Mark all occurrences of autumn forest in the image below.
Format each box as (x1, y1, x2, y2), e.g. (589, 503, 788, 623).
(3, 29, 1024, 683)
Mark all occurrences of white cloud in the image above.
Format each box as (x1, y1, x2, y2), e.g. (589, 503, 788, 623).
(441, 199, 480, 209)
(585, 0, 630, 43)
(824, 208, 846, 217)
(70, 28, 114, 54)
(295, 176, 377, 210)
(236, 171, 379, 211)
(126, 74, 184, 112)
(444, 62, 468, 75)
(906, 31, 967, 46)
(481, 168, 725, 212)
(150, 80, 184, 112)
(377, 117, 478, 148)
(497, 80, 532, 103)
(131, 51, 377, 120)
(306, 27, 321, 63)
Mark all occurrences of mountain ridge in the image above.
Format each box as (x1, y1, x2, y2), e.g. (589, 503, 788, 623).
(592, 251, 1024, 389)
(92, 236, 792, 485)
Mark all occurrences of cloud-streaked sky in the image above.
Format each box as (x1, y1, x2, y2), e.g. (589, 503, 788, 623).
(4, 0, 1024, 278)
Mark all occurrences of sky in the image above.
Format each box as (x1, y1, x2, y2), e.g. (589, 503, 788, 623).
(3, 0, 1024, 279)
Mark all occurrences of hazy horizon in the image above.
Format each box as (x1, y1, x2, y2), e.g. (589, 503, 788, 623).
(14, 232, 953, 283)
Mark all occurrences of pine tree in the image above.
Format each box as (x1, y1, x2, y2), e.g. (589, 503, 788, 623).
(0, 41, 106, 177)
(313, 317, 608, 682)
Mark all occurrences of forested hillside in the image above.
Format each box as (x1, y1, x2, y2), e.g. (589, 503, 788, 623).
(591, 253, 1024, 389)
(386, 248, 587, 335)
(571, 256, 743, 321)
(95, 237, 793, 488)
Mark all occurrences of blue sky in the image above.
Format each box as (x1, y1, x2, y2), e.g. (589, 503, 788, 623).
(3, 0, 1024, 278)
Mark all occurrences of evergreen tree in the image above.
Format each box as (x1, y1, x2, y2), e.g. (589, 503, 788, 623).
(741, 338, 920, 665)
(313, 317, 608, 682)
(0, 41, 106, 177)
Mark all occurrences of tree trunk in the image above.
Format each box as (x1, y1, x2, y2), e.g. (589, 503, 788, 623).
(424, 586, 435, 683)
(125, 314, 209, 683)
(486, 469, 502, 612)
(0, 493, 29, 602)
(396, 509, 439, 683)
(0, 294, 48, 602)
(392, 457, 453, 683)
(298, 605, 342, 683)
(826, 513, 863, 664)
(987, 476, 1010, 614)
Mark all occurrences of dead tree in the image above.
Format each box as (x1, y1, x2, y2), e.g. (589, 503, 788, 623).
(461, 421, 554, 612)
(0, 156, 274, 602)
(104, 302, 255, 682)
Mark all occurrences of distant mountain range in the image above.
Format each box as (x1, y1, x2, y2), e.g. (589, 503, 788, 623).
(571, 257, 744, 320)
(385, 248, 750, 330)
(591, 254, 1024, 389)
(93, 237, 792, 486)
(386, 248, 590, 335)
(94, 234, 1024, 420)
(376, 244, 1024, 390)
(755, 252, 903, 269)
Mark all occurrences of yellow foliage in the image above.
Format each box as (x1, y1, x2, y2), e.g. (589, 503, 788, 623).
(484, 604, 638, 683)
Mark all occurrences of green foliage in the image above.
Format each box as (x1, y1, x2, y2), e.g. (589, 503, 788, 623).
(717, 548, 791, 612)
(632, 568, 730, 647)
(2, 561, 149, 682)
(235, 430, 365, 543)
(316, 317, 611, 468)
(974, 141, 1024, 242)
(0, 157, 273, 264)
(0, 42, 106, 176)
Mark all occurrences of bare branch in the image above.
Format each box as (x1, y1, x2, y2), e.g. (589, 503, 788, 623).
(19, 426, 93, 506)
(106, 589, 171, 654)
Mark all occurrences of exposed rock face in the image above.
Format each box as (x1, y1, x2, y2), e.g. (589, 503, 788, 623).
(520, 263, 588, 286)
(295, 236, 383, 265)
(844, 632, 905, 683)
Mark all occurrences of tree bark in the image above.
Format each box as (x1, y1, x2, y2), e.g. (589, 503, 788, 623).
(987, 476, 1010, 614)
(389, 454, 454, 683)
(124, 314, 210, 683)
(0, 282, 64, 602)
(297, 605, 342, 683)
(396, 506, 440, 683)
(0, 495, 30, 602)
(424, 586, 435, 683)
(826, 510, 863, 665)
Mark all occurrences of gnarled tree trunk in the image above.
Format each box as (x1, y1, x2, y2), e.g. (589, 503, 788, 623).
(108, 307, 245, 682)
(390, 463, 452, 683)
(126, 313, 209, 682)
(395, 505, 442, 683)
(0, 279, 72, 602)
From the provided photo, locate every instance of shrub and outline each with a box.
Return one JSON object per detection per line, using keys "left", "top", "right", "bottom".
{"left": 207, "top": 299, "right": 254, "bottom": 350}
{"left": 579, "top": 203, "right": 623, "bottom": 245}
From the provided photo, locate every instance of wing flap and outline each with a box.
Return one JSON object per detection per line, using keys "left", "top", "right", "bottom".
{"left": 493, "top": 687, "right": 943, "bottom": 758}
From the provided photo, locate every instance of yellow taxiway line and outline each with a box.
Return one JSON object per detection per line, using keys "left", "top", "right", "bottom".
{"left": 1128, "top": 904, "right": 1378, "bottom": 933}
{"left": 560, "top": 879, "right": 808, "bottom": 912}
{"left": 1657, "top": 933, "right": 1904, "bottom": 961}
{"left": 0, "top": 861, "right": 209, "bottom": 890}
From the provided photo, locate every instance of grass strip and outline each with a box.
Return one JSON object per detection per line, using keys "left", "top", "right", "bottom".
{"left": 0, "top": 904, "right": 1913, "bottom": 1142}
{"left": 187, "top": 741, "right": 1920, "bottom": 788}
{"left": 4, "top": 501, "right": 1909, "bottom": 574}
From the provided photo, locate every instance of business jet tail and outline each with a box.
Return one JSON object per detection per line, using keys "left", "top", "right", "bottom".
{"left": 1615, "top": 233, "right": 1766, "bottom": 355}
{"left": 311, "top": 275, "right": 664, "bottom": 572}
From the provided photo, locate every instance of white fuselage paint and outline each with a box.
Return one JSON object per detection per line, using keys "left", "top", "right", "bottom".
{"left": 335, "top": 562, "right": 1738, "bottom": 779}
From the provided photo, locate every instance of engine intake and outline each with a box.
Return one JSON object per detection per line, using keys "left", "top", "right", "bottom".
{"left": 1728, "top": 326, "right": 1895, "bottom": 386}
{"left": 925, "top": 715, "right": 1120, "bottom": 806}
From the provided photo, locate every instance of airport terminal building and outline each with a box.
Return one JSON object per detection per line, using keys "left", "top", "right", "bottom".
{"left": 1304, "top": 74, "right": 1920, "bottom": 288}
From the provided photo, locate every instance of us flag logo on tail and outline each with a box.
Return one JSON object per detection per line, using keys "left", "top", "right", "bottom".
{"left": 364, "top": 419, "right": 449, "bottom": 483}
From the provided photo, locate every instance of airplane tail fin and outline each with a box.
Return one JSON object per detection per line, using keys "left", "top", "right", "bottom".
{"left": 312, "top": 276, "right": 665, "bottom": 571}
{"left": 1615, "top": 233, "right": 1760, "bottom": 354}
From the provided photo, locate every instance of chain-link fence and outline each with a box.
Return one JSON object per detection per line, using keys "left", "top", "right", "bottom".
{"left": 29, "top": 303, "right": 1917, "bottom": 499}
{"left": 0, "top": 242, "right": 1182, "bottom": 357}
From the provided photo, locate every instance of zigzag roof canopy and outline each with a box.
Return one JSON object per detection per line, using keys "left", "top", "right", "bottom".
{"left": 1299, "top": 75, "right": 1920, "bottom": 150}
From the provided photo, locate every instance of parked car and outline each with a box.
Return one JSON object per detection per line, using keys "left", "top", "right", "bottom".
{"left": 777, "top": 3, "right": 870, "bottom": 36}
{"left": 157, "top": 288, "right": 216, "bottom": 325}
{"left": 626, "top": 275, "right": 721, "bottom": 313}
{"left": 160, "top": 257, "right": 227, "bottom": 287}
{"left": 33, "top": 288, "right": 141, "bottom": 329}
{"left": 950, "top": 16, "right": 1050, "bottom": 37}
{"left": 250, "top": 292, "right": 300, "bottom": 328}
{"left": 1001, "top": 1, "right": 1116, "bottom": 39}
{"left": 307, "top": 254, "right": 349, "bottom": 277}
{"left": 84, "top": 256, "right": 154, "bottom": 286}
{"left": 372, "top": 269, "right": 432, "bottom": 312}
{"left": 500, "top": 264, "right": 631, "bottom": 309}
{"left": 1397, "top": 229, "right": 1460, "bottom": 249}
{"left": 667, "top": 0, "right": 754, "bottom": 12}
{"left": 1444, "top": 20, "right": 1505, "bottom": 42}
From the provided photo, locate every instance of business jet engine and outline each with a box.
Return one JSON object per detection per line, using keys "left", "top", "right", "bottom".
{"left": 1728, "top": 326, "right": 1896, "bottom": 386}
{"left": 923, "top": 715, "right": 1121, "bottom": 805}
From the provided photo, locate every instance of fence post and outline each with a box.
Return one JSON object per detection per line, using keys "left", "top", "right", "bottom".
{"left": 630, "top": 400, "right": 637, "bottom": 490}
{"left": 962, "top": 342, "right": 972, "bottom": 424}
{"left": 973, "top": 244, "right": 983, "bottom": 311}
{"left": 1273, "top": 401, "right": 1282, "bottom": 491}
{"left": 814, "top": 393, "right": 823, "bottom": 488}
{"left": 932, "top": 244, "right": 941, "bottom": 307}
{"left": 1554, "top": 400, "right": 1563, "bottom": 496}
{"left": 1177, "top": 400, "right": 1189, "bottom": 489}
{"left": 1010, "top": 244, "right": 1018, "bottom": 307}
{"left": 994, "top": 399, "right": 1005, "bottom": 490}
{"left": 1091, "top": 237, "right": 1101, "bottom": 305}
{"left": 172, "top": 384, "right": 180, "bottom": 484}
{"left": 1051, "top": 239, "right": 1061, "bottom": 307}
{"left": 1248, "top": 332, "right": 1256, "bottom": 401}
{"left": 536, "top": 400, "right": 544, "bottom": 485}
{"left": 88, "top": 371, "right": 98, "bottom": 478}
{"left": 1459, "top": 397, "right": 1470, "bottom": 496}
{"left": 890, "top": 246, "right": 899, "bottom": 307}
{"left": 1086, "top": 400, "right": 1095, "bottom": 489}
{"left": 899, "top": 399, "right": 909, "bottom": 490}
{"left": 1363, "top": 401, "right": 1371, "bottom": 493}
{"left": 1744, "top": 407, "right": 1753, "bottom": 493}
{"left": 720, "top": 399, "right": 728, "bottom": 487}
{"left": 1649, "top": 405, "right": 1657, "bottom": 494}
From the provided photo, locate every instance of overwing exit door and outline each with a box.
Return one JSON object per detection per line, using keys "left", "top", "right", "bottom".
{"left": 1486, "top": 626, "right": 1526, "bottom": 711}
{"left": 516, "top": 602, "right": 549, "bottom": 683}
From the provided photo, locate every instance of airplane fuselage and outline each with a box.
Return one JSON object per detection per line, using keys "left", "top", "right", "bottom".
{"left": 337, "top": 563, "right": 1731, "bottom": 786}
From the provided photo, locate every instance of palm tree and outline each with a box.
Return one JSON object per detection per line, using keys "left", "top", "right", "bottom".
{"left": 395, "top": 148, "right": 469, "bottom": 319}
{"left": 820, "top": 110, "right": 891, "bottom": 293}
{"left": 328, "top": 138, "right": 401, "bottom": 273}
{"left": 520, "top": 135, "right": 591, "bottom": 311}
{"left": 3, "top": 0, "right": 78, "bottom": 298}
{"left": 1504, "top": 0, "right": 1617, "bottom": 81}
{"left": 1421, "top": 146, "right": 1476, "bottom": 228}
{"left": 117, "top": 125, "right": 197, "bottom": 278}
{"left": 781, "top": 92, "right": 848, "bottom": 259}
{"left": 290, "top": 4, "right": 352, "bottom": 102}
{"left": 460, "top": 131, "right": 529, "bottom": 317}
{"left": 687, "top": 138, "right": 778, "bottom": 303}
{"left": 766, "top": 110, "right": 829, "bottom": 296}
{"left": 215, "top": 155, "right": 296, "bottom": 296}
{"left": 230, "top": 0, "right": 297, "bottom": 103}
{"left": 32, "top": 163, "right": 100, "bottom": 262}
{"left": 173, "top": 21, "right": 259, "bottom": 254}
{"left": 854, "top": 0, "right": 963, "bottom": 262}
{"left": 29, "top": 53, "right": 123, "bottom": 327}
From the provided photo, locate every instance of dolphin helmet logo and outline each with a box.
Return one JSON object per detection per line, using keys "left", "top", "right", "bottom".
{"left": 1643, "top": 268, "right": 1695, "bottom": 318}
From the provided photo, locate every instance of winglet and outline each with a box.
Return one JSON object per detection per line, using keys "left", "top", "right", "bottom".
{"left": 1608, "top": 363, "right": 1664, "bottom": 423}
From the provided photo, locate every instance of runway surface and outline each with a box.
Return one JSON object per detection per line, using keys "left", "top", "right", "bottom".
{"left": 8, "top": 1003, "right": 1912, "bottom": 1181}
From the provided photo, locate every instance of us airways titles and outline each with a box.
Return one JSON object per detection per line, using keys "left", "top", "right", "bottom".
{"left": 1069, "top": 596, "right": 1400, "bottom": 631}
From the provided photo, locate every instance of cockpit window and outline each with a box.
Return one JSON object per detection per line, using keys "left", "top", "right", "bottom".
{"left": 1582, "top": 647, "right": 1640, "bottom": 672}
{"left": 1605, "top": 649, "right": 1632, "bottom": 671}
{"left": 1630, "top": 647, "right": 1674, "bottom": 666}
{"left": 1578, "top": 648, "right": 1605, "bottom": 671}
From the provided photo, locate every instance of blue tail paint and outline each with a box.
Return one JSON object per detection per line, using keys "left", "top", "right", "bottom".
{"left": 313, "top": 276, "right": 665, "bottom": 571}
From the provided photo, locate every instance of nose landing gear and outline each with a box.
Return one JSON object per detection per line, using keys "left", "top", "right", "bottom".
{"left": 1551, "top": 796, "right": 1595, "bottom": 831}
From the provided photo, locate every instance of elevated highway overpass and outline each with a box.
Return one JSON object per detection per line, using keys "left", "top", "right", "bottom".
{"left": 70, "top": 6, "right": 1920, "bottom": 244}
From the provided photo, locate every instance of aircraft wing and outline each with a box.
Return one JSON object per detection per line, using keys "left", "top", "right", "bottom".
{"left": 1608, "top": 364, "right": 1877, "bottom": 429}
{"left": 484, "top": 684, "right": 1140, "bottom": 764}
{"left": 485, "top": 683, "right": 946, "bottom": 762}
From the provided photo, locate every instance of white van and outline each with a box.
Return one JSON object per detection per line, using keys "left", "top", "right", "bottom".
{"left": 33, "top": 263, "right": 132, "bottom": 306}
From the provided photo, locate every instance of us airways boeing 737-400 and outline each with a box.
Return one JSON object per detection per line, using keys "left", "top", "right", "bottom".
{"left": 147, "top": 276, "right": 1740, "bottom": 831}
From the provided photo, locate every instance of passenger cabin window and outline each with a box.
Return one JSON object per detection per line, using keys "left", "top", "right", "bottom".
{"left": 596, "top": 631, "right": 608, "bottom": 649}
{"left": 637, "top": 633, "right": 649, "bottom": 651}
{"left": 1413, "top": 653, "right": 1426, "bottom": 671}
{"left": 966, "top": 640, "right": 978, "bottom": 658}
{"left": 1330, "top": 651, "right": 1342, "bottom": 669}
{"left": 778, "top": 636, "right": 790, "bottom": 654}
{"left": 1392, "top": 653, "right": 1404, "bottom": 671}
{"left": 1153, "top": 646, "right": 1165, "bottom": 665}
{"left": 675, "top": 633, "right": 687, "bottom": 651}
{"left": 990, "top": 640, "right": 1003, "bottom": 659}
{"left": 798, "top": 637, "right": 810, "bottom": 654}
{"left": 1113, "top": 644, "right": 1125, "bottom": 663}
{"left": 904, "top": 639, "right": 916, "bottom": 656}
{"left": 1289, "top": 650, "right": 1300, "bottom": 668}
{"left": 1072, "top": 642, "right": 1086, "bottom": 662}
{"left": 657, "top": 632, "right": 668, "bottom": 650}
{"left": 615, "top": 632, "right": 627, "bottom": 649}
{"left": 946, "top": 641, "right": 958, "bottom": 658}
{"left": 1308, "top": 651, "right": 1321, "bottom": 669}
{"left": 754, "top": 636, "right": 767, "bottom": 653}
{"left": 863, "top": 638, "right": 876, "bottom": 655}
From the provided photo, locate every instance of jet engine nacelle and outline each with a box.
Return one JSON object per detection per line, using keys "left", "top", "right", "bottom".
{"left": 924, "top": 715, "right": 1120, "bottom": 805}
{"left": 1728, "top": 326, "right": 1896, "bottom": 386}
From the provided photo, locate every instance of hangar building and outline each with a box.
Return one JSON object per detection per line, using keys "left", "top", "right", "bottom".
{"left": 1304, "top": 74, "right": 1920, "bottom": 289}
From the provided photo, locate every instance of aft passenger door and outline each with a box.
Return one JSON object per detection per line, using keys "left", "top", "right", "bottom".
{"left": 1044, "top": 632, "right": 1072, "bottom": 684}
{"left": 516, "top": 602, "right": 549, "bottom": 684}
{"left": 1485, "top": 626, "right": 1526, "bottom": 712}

◆ **PROBLEM TO WORK ON**
Reproduce word for word only the first line of the listing above and each line after it through the line with "Mark all occurrences of white".

◆ **WRITTEN RESPONSE**
Mark all occurrences of autumn forest in the image below.
Format each box as (x1, y1, x2, y2), e.g. (589, 503, 788, 623).
(3, 29, 1024, 683)
Mark all occurrences of white cloud in the image above.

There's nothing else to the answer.